**Instructions to follow**: List every distinct legal authority cited in the text segment below on medical opinions in disability claims. Give each citation as it appears, and don't count "Id." as a separate authority.

Text segment: Begin

Certain matters are reserved to the agency’s consideration. 20 C.F.R. § 404.1527(d). For example, the agency is responsible for determining whether a claimant meets the statutory definition of disability, and a statement by a medical source that a claimant is “disabled” or “unable to work” does not mean that the agency must determine a claimant to be disabled. Id. In instances in which a treating physician makes such conclusory statements, the ALJ may afford them such weight as is supported by the clinical or laboratory findings and other consistent evidence of the claimant’s impairments. Wheeler v. Heckler, 784 F.2d 1073, 1075 (11th Cir.1986) (per curiam). When the ALJ has articulated specific reasons for failing to give the opinion of a treating physician controlling weight, and those reasons are supported by substantial evidence, there is no reversible error. Moore v. Barnhart, 405 F.3d 1208, 1212 (11th Cir.2005) (per curiam).

Text segment: End
Supplied information: Begin

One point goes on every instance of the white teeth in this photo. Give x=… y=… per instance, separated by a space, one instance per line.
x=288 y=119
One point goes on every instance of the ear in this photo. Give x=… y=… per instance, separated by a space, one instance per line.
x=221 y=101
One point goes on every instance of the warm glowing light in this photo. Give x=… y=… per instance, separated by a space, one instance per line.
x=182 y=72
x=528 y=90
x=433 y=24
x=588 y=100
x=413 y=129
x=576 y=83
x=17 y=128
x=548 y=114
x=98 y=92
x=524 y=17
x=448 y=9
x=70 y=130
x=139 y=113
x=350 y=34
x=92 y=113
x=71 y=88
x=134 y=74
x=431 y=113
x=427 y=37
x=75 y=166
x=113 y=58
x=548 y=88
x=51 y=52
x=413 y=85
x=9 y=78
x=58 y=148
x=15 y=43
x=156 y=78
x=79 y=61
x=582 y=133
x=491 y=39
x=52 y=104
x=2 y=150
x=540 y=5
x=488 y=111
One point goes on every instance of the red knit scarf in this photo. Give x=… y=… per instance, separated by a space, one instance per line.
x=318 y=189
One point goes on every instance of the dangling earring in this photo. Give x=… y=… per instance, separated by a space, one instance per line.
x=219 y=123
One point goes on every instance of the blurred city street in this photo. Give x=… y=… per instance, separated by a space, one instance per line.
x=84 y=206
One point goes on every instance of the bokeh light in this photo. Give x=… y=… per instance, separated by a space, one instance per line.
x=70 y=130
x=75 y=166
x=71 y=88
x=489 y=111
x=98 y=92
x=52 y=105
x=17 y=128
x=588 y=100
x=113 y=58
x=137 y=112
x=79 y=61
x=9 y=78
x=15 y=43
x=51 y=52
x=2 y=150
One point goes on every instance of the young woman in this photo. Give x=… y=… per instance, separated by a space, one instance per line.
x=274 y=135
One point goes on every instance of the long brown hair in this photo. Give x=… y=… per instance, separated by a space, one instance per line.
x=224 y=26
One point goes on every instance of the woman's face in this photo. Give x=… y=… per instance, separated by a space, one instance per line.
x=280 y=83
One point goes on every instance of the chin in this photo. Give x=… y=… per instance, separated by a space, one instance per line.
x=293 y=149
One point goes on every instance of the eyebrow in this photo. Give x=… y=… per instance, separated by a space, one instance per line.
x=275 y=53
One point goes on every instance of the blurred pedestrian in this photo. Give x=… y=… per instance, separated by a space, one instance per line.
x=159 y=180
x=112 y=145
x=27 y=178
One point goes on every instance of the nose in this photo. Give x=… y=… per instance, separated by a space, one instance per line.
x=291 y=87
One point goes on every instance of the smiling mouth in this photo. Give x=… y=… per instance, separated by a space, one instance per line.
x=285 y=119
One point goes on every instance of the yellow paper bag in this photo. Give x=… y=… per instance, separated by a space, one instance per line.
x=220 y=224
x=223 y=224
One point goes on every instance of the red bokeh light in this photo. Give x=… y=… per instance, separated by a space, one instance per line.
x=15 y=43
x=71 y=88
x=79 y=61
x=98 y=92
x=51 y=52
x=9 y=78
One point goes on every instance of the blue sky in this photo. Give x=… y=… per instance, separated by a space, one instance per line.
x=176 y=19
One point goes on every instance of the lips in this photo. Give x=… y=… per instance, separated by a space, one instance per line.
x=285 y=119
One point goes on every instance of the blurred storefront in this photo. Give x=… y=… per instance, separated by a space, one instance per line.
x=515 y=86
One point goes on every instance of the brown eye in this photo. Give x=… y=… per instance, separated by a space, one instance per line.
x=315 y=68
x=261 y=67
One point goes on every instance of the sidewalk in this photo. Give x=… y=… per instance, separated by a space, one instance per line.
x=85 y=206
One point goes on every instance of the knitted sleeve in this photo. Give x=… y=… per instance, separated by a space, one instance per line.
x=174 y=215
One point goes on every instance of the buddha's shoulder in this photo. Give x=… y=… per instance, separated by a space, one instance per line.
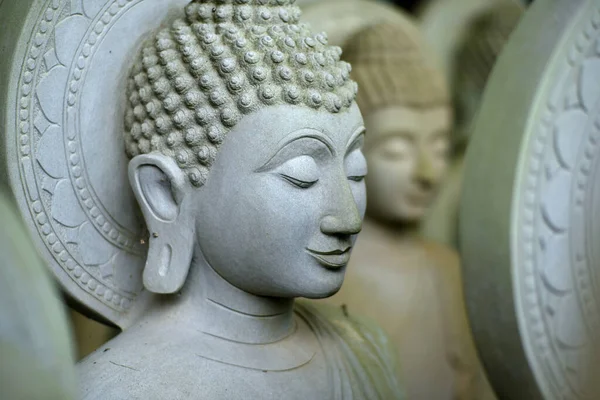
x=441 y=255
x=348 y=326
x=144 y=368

Supplied information: End
Supplied information: Begin

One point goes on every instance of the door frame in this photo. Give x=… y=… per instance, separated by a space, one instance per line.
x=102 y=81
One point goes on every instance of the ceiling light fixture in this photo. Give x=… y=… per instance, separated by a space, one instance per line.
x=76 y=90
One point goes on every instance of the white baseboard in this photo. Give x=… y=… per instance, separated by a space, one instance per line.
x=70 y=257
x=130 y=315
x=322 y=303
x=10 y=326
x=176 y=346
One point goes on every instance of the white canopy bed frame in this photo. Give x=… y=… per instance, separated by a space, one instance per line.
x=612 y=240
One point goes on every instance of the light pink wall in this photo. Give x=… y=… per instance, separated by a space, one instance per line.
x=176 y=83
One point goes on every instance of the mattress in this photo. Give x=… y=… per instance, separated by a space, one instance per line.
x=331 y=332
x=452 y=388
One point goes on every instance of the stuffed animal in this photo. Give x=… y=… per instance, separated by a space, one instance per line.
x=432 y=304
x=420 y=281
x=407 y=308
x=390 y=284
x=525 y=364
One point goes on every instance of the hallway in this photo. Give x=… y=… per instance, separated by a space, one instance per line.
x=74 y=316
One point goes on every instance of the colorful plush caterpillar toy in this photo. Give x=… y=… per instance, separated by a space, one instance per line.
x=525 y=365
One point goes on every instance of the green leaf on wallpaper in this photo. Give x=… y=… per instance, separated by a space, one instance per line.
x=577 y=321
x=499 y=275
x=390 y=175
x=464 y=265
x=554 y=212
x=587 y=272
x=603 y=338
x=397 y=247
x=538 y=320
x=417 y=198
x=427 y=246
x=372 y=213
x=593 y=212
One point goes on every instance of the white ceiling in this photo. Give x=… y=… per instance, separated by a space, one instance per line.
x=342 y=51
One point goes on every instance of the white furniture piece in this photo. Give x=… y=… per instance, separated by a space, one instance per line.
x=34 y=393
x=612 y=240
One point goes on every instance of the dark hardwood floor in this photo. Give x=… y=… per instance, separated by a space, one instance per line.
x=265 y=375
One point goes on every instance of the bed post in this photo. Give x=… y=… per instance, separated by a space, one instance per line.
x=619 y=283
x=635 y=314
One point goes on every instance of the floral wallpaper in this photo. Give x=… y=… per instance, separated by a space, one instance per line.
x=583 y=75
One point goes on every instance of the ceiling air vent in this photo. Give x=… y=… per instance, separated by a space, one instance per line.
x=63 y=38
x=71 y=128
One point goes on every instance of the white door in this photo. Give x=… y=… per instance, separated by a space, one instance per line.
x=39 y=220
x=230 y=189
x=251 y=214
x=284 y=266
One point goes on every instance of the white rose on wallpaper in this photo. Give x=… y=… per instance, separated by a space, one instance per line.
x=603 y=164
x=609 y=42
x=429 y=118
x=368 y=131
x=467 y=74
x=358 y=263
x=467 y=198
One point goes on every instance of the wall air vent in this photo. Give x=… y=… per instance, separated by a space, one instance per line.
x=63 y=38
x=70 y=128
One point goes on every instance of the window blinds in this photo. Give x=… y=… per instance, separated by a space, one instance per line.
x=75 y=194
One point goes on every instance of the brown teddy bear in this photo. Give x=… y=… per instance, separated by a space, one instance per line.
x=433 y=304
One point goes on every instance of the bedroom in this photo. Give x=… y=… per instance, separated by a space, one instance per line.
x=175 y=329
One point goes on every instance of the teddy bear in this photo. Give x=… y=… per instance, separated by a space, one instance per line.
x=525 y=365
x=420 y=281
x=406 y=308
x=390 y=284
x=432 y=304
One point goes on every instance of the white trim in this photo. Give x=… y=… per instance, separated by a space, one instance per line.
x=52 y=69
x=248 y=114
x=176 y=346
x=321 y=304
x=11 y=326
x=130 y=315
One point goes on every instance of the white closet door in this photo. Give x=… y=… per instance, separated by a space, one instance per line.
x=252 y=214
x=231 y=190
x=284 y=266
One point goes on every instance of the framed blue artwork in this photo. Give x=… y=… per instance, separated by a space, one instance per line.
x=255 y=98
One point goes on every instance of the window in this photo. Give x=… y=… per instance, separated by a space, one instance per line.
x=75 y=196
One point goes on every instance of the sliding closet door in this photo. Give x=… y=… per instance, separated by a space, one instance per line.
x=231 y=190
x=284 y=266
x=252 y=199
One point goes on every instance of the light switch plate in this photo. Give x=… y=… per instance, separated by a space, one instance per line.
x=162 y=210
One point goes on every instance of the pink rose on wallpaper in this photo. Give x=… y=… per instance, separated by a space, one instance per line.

Supplied information: End
Supplied information: Begin

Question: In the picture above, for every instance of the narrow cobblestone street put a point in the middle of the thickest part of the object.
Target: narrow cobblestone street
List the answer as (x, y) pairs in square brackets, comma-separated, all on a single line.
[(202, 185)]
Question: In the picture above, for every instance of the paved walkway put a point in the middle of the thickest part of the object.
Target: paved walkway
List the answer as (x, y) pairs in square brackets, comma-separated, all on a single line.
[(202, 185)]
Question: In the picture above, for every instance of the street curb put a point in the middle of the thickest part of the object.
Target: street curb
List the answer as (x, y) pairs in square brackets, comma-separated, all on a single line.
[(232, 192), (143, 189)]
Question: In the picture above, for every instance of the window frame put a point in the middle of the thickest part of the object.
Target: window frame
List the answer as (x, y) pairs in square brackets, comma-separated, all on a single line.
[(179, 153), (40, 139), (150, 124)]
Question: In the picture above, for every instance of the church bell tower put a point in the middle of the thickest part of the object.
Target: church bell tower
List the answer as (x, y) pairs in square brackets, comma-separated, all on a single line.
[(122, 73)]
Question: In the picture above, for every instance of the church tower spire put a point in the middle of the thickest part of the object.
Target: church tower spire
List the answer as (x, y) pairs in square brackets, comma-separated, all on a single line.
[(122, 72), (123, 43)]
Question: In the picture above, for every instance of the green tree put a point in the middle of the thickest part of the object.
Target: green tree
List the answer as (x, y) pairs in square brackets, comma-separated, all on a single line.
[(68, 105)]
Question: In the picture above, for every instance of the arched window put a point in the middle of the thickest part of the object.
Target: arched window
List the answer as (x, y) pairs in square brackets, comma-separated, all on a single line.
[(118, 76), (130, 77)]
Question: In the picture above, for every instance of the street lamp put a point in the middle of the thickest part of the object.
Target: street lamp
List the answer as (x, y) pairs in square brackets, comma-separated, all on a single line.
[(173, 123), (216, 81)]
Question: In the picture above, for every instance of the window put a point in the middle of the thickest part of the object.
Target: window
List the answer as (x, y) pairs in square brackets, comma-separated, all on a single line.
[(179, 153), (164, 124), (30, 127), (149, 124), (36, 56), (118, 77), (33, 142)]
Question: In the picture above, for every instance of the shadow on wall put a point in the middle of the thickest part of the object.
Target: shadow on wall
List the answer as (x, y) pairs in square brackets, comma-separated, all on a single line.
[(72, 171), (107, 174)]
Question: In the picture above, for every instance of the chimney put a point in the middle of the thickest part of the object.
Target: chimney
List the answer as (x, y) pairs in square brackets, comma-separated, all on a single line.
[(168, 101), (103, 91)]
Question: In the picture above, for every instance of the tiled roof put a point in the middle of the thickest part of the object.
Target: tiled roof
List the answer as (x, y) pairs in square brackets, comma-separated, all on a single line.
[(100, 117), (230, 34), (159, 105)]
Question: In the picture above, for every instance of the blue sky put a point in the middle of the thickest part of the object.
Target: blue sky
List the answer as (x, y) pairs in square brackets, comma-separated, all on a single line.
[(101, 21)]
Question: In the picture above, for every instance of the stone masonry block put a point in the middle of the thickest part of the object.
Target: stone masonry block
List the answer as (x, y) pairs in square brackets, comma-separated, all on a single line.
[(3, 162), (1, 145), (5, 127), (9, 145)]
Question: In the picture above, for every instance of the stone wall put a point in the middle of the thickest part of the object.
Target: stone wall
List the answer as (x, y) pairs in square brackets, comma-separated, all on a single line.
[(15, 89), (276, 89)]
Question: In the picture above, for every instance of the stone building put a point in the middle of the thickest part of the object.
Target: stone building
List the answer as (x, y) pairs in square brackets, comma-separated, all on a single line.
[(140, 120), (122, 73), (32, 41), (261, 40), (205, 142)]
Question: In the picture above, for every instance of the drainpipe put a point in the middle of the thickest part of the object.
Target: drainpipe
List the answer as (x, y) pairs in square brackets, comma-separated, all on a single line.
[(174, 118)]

Supplied information: End

**Written reply**:
- 20 C.F.R. § 404.1527(d)
- Wheeler v. Heckler, 784 F.2d 1073, 1075 (11th Cir.1986) (per curiam)
- Moore v. Barnhart, 405 F.3d 1208, 1212 (11th Cir.2005) (per curiam)